(Extracted records)
******************************
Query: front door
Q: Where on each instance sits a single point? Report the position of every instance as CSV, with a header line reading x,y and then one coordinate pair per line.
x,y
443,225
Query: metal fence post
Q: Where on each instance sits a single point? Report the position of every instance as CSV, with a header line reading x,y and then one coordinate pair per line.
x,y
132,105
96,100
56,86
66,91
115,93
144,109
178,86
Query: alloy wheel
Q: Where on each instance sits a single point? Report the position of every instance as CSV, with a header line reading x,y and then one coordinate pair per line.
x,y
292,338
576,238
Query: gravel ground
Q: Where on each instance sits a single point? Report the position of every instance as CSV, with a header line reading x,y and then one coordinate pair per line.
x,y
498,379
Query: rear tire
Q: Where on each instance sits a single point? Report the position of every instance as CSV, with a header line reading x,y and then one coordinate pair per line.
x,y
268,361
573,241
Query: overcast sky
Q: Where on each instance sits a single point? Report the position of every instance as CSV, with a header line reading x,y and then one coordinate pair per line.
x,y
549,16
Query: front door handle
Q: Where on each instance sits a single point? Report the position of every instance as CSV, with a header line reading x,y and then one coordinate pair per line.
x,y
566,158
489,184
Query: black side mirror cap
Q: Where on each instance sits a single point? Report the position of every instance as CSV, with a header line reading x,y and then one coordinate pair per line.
******************************
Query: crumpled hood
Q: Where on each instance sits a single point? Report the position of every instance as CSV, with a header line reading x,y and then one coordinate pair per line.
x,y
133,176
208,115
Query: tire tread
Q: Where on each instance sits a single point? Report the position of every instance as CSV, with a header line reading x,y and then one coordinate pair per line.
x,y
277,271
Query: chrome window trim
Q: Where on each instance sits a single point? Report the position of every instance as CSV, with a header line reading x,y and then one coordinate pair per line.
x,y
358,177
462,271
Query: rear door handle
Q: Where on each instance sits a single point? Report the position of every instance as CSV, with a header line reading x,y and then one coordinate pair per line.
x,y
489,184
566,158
******************************
Your reply should be a single number: the count of lines above that contain the word "Query".

**ANSWER TO THIS PROBLEM:**
12